> **Try it**
Find where "Where can the red shirt" occurs in the data below, and retype that line and every later line exactly.

|---|

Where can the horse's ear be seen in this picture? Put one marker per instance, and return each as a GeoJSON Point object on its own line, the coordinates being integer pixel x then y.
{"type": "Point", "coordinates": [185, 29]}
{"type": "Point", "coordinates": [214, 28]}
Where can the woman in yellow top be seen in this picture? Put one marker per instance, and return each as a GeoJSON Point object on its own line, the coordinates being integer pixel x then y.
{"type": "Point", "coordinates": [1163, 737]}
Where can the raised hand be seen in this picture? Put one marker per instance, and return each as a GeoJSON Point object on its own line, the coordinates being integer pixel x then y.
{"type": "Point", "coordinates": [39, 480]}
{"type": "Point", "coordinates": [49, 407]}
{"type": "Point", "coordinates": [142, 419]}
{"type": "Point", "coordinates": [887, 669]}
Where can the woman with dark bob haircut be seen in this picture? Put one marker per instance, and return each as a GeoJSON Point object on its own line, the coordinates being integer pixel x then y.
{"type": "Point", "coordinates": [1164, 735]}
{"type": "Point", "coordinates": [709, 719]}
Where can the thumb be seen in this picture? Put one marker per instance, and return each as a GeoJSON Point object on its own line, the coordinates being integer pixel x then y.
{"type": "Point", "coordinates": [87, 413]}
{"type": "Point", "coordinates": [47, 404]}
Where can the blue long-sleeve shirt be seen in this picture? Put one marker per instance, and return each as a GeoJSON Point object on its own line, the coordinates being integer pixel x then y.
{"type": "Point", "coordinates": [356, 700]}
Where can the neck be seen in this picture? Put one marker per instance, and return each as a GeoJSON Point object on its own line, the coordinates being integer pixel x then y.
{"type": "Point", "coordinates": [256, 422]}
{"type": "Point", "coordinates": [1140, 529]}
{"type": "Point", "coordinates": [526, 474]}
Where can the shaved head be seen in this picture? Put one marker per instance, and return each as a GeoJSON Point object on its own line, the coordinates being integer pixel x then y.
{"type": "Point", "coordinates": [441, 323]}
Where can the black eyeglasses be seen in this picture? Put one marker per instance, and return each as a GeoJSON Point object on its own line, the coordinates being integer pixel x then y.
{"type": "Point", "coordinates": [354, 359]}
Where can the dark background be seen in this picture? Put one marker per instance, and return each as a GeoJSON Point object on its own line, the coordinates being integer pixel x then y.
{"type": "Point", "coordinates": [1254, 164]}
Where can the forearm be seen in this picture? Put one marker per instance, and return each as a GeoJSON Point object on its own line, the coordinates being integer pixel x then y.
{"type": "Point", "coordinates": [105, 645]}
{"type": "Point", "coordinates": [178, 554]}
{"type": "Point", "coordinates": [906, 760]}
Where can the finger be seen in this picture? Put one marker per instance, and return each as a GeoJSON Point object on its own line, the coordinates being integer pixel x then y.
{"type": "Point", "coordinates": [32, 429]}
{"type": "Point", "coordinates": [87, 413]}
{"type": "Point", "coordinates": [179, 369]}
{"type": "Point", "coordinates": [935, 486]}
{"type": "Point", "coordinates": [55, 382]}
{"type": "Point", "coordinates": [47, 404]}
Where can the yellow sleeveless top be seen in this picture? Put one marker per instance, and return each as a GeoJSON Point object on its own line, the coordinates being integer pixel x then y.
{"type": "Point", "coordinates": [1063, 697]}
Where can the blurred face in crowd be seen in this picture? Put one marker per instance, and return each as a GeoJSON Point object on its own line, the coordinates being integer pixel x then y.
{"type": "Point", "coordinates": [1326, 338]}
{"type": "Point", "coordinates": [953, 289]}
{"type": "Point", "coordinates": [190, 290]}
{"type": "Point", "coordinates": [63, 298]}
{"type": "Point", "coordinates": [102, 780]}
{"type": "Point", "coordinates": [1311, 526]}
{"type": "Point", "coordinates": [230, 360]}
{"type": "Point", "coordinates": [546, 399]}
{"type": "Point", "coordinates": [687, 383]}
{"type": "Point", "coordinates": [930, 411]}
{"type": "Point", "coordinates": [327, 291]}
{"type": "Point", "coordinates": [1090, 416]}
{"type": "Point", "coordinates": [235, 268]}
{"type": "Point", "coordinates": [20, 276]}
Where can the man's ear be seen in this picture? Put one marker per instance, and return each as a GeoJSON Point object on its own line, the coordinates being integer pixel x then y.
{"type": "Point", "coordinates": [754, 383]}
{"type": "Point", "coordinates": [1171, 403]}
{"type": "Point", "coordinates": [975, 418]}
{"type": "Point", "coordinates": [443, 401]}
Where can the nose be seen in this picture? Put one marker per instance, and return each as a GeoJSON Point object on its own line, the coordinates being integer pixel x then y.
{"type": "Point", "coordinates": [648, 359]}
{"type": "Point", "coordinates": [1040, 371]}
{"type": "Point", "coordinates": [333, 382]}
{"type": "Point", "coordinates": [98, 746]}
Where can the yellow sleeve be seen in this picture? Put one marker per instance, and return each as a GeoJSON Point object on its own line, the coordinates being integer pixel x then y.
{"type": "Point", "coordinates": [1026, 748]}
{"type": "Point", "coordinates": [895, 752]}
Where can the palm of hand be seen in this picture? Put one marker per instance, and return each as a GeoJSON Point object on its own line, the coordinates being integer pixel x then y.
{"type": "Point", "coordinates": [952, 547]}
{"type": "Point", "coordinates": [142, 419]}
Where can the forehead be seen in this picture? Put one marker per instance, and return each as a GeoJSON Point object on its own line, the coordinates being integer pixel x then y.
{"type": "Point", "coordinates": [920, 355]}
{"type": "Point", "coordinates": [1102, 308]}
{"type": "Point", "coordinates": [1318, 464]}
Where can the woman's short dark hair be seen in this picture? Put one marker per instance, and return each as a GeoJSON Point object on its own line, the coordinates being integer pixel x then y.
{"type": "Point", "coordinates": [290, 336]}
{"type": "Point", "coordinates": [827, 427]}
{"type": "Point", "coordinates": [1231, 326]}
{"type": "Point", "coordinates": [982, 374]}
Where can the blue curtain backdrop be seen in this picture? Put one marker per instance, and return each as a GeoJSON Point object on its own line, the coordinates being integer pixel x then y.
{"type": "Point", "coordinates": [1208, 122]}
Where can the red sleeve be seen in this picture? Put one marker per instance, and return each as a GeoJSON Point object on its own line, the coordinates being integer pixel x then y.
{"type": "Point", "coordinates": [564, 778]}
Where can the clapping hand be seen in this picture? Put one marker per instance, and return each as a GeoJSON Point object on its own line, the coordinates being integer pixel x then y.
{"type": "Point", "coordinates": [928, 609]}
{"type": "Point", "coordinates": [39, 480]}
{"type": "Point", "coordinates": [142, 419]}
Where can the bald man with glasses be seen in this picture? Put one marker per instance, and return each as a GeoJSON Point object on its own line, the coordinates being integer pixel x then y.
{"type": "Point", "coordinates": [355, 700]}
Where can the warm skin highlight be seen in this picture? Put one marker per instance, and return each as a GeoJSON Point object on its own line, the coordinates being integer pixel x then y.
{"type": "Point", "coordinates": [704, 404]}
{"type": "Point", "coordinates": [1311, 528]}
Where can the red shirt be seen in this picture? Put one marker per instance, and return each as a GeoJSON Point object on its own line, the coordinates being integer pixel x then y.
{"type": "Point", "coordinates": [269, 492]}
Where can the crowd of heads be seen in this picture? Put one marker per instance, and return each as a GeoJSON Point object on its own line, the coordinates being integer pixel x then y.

|---|

> **Result of this exercise**
Where can the red shirt be seen in this picture? Put one marker per instance, and return each as a GeoJSON Point object on its own line, the coordinates being integer pixel x then y.
{"type": "Point", "coordinates": [269, 492]}
Where can the crowd of heads be seen in this picture? Put one marker per instance, and return each as a GeoJSON Point object on its own line, the coordinates being integer pixel x then y.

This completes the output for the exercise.